Top of SOURCE PASSAGE

However, he said the changes to the current restrictions will be made every two to four weeks and will not happen as fast as the restrictions were put in place.

And he warned that restrictions may have to be reintroduced “if it looks like the virus is going to surge back”.

Speaking during a sitting of the Dáil on Thursday, Mr Varadkar also raised the prospect of commercial flights recommencing in August and rejected claims the State was favouring carriers rather than consumers on flight refunds.

He also warned that the Government does not want to have to bail out failing airlines, after it emerged that Ireland is among 12 EU member states that wrote to the European Commission to make the case for vouchers instead of the current legal entitlement to cash refunds.

“I want to see Ryanair and Aer Lingus operate some time later in the summer, possibly August, and I would not like to be in a situation whereby we have to bail out airlines because they have failed,” he said.

The Dublin South West TD criticised the Government for “allowing airlines off the hook” and said Aer Lingus should be re-nationalised.

He said the Government “wants the airlines to be able to keep cash and issue vouchers instead, which is effectively bailing out the airlines with consumers’ money”.

The Taoiseach told him that whether carriers are publicly or privately owned “is not my major concern”.

Earlier Mr Varadkar called a special briefing with Chief Medical Officer Tony Holohan for Cabinet members on Thursday morning. Many ministers relayed their concerns about restrictions but it is understood Dr Holohan suggested there will be no major moves in easing restrictions when the current period of lockdown ends of May 5th. The Cabinet is to meet at 3pm on Friday to sign off on the exit plan from the lockdown.

Mr Varadkar s said gardaí and the PSNI need to co-operate to enforce movement restrictions on both sides of the Border, rather then the Government amending regulations to deal with day trippers.

It emerged that emergency legislation restricting movement to 2km from home did not cover visitors from the North unless they stayed overnight.

Mr Varadkar told the Dáil he had consulted the Attorney General and no changes to emergency legislation are needed.

“Unless we prohibit people crossing the border, which we are just not going to do, what is required is co-operation,” he said, adding that An Garda and the PSNI need to co-operate to enforce laws on both side of the border.

Bottom of SOURCE PASSAGE

- **EXERCISE DESCRIPTION**
Do these statements agree with the report on Mr Varadkar's Dáil remarks? Answer yes or no for each, quoting the words of the report that decide it: (a) Changes to the current restrictions are to be made every two to four weeks. (b) Mr Varadkar told the Dáil that the emergency legislation must be changed to deal with visitors from the North. (c) The Taoiseach said that whether carriers are publicly or privately owned is his major concern.

Top of SUPPLIED DATA

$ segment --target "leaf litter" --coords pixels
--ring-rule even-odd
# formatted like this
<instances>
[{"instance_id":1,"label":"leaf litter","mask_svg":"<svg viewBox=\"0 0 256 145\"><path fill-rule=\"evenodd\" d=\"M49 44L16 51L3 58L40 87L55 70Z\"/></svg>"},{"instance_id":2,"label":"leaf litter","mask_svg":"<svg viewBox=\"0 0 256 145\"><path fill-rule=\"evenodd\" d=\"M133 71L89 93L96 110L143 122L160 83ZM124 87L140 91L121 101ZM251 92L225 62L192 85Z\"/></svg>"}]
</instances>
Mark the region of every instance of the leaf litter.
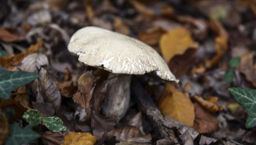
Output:
<instances>
[{"instance_id":1,"label":"leaf litter","mask_svg":"<svg viewBox=\"0 0 256 145\"><path fill-rule=\"evenodd\" d=\"M256 87L253 1L21 4L3 2L0 14L0 120L5 125L0 144L255 143L255 97L248 95ZM89 26L151 46L181 83L132 76L143 87L133 90L124 83L130 77L108 77L79 62L67 46ZM20 83L1 84L7 74ZM142 90L150 94L144 102L132 93ZM28 125L31 118L22 116L31 109L55 121ZM67 130L54 132L64 126Z\"/></svg>"}]
</instances>

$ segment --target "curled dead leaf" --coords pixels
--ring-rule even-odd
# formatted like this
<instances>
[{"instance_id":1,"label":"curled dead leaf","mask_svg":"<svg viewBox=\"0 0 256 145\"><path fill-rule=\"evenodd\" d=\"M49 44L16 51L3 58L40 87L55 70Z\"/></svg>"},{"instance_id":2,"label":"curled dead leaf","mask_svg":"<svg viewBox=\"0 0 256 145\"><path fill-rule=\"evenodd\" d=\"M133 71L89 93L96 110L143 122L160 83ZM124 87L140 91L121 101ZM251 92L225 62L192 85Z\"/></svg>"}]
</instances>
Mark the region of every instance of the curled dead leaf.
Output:
<instances>
[{"instance_id":1,"label":"curled dead leaf","mask_svg":"<svg viewBox=\"0 0 256 145\"><path fill-rule=\"evenodd\" d=\"M223 109L222 106L217 104L218 100L217 97L209 97L207 100L205 100L202 97L195 96L193 97L193 99L212 113L215 113L216 112Z\"/></svg>"},{"instance_id":2,"label":"curled dead leaf","mask_svg":"<svg viewBox=\"0 0 256 145\"><path fill-rule=\"evenodd\" d=\"M200 133L210 133L218 129L218 122L198 103L194 104L195 118L193 128Z\"/></svg>"},{"instance_id":3,"label":"curled dead leaf","mask_svg":"<svg viewBox=\"0 0 256 145\"><path fill-rule=\"evenodd\" d=\"M68 132L64 137L61 145L93 145L98 138L89 133Z\"/></svg>"},{"instance_id":4,"label":"curled dead leaf","mask_svg":"<svg viewBox=\"0 0 256 145\"><path fill-rule=\"evenodd\" d=\"M159 43L162 54L167 62L175 55L183 54L189 48L198 47L189 31L183 27L174 29L163 35Z\"/></svg>"},{"instance_id":5,"label":"curled dead leaf","mask_svg":"<svg viewBox=\"0 0 256 145\"><path fill-rule=\"evenodd\" d=\"M159 108L168 116L189 126L192 126L195 119L194 106L189 98L169 84L167 84Z\"/></svg>"},{"instance_id":6,"label":"curled dead leaf","mask_svg":"<svg viewBox=\"0 0 256 145\"><path fill-rule=\"evenodd\" d=\"M24 58L18 68L21 70L37 72L42 66L49 65L47 57L39 53L29 54Z\"/></svg>"},{"instance_id":7,"label":"curled dead leaf","mask_svg":"<svg viewBox=\"0 0 256 145\"><path fill-rule=\"evenodd\" d=\"M41 77L38 79L38 85L44 100L46 102L53 104L55 108L59 109L61 106L61 98L57 85L44 68L41 69L39 74Z\"/></svg>"},{"instance_id":8,"label":"curled dead leaf","mask_svg":"<svg viewBox=\"0 0 256 145\"><path fill-rule=\"evenodd\" d=\"M116 139L118 142L150 143L151 140L150 134L143 135L137 127L129 125L113 130L107 133L108 139L114 136L116 136Z\"/></svg>"}]
</instances>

Bottom of SUPPLIED DATA

- **SOLUTION TO THE EXERCISE**
(a) Yes: "the changes to the current restrictions will be made every two to four weeks"
(b) No: "he had consulted the Attorney General and no changes to emergency legislation are needed"
(c) No: "is not my major concern"